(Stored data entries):
........

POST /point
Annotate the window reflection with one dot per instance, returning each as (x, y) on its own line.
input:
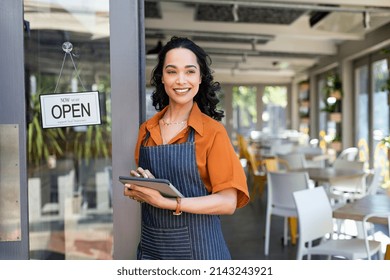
(69, 184)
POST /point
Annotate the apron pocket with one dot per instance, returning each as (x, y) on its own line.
(165, 243)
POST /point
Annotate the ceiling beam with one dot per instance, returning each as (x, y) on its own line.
(330, 5)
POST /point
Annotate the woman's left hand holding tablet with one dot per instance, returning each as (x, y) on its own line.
(142, 194)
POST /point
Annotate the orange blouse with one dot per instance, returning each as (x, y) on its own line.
(218, 164)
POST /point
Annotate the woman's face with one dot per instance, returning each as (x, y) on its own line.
(181, 76)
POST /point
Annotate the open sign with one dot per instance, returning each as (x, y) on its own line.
(70, 109)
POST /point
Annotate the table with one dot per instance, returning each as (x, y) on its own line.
(319, 174)
(359, 208)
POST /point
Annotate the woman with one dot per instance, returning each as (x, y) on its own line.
(185, 143)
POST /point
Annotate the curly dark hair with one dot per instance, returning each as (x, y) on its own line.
(206, 98)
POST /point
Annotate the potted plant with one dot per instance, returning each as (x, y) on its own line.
(42, 144)
(336, 143)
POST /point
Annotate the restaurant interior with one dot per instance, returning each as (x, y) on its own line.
(306, 89)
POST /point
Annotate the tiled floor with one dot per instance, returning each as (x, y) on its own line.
(244, 234)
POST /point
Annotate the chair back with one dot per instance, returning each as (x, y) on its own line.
(366, 230)
(314, 213)
(347, 164)
(281, 186)
(274, 164)
(350, 154)
(374, 180)
(295, 160)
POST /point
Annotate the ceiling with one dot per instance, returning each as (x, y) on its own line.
(249, 41)
(263, 41)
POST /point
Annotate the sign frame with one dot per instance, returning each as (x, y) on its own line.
(70, 109)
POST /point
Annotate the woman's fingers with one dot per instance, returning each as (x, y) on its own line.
(140, 172)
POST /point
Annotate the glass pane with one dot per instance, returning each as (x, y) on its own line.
(361, 78)
(381, 115)
(244, 109)
(274, 115)
(69, 182)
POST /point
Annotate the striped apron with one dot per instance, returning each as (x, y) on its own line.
(188, 236)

........

Exclude the pictures and print the rest of the data exactly.

POST /point
Annotate the window reflection with one dot per instance, returning each as (x, y) on its own line.
input:
(69, 184)
POST /point
Annotate the apron pocket with one dot per instance, returning each as (x, y) on its own line.
(165, 243)
POST /point
Annotate the ceiling beam with one dot per instance, returning each as (x, y) on its own line.
(330, 5)
POST /point
Annotate the woman's left hand holding tablet with one dot per instance, returning each as (x, y) on its own line.
(142, 194)
POST /point
Annotate the orange blouse with one dot per instance, returning each as (x, y) on its own line.
(218, 164)
POST /point
Annotate the woman's face with one dot per instance, returning each as (x, y) on its own line.
(181, 76)
POST /point
Annotate the open sign with one dot per instance, returning each as (x, y) on its own line.
(70, 109)
POST /point
Annotate the table with one dot per instance, returning each as (x, y) on its own line.
(319, 174)
(359, 208)
POST /point
Annotate the woman with one dot per instance, returning each as (x, y) on its own line.
(185, 143)
POST /point
Annotate the curly dark hair with one dot per instance, returning each as (x, y) on its own line.
(206, 98)
POST /point
Annotate the potted plant with one dot per instance, returning each as (x, y) on its own line.
(42, 144)
(336, 143)
POST /point
Annotate the restaurant interior with one dot per instance, returning each as (x, y) on its own line.
(306, 89)
POST /point
Annotate the tiled floor with one dot per instance, returning each as (x, y) on its own line.
(244, 234)
POST /point
Annotate the chair back with one dot per instance, returning each as (x, y) on its own line.
(366, 230)
(314, 213)
(347, 164)
(281, 186)
(274, 164)
(350, 154)
(374, 180)
(295, 160)
POST /point
Annotate the ceiling with one dot per instance, returning each as (x, y) on its own line.
(249, 41)
(263, 41)
POST /point
Annotate the sign frame with one dot per instance, returning each as (x, y) on its own line.
(70, 109)
POST /point
Annotate the woman's fingers with one dot per instance, returning each as (x, y) on its own line.
(140, 172)
POST /point
Annotate the glass pane with one dot per instance, returning each as (x, y) on its own line.
(361, 78)
(381, 115)
(244, 109)
(274, 115)
(69, 182)
POST /point
Annotate the striped apron with one dot per instance, returning each as (x, y) on its own line.
(188, 236)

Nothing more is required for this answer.